But with about four minutes left in the second quarter, frustration was building in the Jones section of the stands. Seals-Jones had seen only two more balls thrown in his direction. At the end of the half, Bellville was leading 13–10. Ricky’s decoy role continued well into the second half, and Sealy fell behind 27–10. Perhaps Sealy’s head coach, Jimmie Mitchell, was trying to protect his star’s bum ankle, but Chester could barely contain himself.
“I don’t know what y’all coaches are doing,” he said out loud, not for the first time, to a chorus of agreement.
With Bellville driving for a put-away score, Seals-Jones picked off a pass at his own ten and electrified the crowd with a weaving runback to mid-field. Dickerson, the effortless shift into a third and fourth gear. It seemed to jolt his coaches into action. Seals-Jones was now where he should have been all night, in the shotgun, behind center, giving the defense fits. But there was only 6:54 left to play. Seals-Jones had been handed the near-hopeless task of trying to pull this game—and the season—out of the fire.

* **OBJECTIVE A**: Reproduce word for word the stretch of the football passage from "But with about" through "chorus of agreement.".
The entries after the football passage have no connection to it.

* **EXERCISE MATERIAL**:

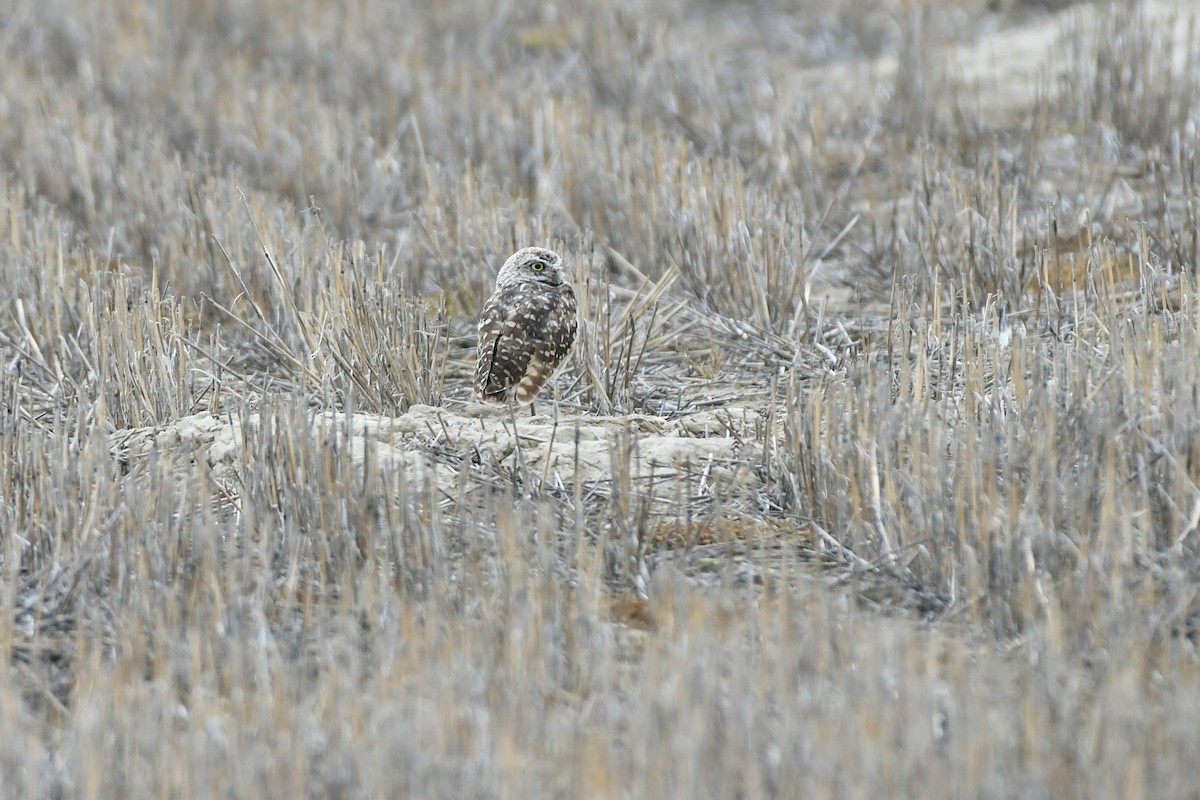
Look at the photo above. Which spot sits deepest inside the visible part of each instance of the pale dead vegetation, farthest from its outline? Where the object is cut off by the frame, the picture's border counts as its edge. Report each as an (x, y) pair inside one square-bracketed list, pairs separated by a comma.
[(874, 471)]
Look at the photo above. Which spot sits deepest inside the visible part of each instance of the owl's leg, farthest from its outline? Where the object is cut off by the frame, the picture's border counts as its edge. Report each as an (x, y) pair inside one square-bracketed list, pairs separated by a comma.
[(516, 440)]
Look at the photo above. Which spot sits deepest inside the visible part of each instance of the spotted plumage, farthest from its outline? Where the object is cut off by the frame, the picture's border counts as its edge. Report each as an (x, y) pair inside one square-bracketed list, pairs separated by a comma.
[(527, 328)]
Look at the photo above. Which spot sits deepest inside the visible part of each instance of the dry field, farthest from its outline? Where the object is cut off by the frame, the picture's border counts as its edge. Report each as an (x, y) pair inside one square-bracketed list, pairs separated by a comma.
[(874, 471)]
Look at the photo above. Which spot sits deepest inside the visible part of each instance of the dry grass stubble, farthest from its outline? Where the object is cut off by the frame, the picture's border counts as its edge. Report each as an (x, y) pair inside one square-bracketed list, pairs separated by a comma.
[(874, 473)]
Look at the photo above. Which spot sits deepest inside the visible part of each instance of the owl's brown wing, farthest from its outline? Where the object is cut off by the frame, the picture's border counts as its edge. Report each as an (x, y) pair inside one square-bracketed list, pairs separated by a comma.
[(525, 332)]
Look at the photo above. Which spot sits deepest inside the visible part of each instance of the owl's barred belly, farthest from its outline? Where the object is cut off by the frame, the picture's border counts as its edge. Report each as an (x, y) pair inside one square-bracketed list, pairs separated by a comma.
[(526, 329)]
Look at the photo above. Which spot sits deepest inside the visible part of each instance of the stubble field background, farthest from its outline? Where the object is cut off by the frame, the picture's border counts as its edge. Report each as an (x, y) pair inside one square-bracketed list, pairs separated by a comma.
[(874, 471)]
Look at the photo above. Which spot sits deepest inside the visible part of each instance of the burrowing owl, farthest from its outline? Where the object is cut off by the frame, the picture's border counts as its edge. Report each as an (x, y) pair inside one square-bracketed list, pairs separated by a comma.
[(527, 328)]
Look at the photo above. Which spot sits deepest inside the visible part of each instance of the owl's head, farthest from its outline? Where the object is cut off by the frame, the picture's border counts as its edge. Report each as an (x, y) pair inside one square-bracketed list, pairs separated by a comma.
[(532, 264)]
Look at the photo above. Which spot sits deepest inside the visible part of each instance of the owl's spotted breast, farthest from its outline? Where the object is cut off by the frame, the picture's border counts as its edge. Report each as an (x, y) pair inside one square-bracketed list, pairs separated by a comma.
[(526, 330)]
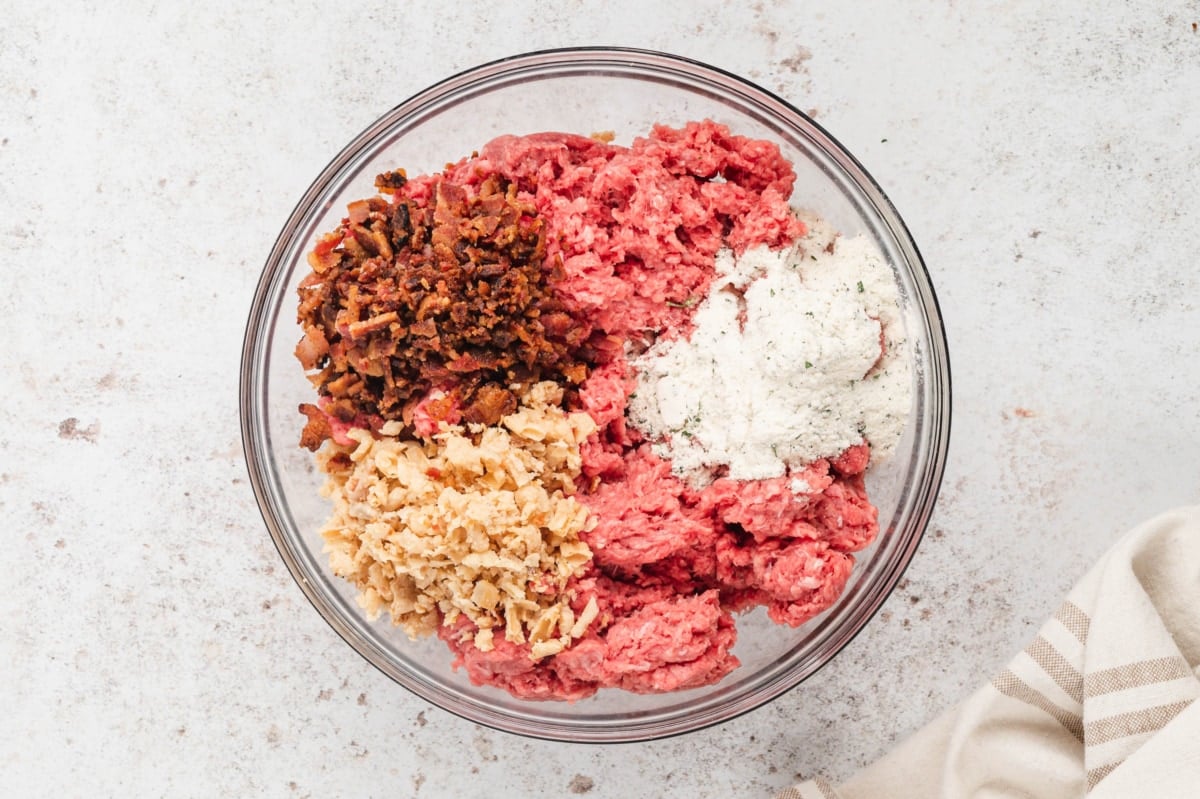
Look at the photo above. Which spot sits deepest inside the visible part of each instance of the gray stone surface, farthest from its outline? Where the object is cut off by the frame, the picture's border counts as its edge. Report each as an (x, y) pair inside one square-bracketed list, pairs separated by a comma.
[(1044, 155)]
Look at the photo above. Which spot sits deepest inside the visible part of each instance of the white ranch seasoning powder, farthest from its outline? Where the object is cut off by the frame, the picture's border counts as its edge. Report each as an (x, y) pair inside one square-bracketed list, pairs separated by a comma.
[(795, 379)]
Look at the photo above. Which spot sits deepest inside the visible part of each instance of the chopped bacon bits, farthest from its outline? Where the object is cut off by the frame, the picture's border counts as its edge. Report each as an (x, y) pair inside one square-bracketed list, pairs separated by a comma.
[(444, 287)]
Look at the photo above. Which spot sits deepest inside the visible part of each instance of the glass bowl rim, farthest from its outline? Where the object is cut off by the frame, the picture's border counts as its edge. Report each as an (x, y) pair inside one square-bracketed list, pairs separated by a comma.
[(579, 56)]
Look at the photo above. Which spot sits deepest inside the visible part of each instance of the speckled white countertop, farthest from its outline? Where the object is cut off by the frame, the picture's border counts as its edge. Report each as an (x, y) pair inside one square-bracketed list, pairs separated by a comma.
[(1047, 157)]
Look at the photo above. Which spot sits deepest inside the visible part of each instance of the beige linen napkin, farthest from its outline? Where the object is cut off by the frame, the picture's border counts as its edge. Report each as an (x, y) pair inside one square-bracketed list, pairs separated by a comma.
[(1099, 704)]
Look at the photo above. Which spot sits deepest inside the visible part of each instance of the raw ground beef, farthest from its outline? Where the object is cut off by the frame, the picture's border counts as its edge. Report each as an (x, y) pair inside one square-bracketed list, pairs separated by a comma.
[(637, 229), (629, 236)]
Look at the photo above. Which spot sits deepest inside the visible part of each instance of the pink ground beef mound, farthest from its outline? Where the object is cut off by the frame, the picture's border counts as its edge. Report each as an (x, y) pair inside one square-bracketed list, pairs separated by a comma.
[(636, 230)]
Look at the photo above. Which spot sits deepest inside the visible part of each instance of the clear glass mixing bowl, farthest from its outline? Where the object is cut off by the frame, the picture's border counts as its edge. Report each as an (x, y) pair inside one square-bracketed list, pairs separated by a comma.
[(582, 91)]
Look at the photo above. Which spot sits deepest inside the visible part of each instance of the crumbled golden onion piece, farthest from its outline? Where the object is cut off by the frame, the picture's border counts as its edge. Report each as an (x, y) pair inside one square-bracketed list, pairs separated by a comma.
[(477, 522)]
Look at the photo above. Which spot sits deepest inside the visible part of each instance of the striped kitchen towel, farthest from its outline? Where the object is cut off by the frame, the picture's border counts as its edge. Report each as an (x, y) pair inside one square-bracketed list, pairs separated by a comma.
[(1101, 704)]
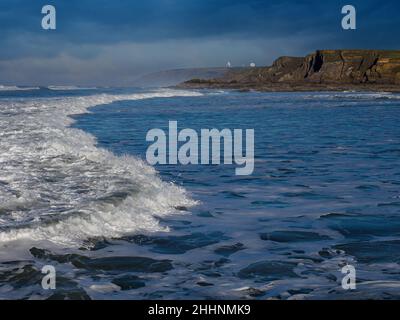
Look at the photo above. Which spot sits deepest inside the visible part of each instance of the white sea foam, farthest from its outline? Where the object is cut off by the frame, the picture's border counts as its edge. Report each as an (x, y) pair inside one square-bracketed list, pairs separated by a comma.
[(15, 88), (69, 88), (56, 185)]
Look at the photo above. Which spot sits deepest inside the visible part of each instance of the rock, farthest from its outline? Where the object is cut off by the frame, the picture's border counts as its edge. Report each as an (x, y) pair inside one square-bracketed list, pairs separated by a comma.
[(293, 236), (269, 270), (321, 70)]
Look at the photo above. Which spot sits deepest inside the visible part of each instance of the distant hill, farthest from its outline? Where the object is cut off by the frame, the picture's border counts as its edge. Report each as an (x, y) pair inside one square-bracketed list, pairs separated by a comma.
[(176, 76), (321, 70)]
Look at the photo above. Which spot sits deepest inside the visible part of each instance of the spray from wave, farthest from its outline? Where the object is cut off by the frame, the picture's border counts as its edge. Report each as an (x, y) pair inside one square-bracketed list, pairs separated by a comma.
[(56, 185)]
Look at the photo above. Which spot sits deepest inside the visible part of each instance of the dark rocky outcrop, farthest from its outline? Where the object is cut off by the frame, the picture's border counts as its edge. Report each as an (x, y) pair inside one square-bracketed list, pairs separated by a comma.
[(322, 70)]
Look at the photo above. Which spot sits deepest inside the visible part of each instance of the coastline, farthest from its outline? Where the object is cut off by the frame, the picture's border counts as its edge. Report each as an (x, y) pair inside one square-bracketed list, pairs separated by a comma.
[(323, 70), (290, 87)]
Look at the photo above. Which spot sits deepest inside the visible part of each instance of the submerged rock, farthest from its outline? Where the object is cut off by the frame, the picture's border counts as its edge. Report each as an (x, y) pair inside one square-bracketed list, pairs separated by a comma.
[(269, 270), (133, 264), (373, 252), (178, 244), (293, 236)]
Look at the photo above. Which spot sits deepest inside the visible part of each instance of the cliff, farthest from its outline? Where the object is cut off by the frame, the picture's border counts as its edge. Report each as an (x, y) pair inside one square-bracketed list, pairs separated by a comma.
[(175, 76), (322, 70)]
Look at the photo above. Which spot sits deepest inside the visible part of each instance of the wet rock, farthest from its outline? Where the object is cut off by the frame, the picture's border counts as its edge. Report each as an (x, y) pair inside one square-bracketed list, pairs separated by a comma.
[(133, 264), (293, 236), (129, 282), (226, 251), (373, 252), (204, 284), (21, 276), (269, 270), (177, 244), (363, 226)]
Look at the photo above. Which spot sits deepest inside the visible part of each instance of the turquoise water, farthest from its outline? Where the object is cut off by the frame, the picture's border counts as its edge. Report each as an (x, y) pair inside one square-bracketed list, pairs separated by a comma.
[(324, 193)]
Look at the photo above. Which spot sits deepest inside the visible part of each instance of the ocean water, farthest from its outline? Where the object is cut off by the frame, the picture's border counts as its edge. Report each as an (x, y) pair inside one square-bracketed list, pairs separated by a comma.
[(76, 193)]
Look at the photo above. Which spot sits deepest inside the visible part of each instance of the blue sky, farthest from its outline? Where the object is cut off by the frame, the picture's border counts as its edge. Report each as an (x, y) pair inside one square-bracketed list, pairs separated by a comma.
[(103, 42)]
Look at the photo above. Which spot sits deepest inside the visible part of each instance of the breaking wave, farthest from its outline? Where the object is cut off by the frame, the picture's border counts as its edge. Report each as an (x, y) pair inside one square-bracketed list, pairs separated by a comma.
[(56, 185)]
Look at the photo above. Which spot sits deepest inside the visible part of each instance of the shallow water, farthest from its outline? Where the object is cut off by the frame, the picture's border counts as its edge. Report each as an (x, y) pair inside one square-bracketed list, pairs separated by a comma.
[(325, 192)]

* **OBJECTIVE B**: Quote the stretch of the entries from the line containing "of the spray" through the line containing "[(269, 270), (133, 264), (373, 252), (178, 244), (293, 236)]", including both of those lines.

* **TASK RESPONSE A**:
But with about four minutes left in the second quarter, frustration was building in the Jones section of the stands. Seals-Jones had seen only two more balls thrown in his direction. At the end of the half, Bellville was leading 13–10. Ricky’s decoy role continued well into the second half, and Sealy fell behind 27–10. Perhaps Sealy’s head coach, Jimmie Mitchell, was trying to protect his star’s bum ankle, but Chester could barely contain himself.
“I don’t know what y’all coaches are doing,” he said out loud, not for the first time, to a chorus of agreement.

* **TASK RESPONSE B**:
Look at the photo above. Which spot sits deepest inside the visible part of each instance of the spray from wave, farthest from its outline? Where the object is cut off by the frame, the picture's border counts as its edge. Report each as an (x, y) pair inside one square-bracketed list, pairs separated by a comma.
[(56, 185)]
Look at the photo above. Which spot sits deepest inside the visible part of each instance of the dark rocky outcrop, farthest from its outline? Where the object is cut off by the frame, the picture's border counts as its edge. Report each as an (x, y) pair inside one square-bracketed list, pairs separated by a comma.
[(322, 70)]
Look at the photo above. Which spot sits deepest inside the visible part of each instance of the coastline, farthest from its outline? Where the object is cut off by the frame, the picture's border counts as its edge. Report each as an (x, y) pair inside one square-bracketed list, pairs separated by a comma.
[(323, 70), (290, 87)]
Look at the photo above. Which spot sits deepest inside the visible part of each instance of the submerged rock, farthest from its outline? Where the object is cut off by the frame, the picture's border counts as its edge. Report each as an (x, y) pair inside one square-bracketed list, pairs separated by a comma.
[(269, 270), (133, 264), (373, 252), (178, 244), (293, 236)]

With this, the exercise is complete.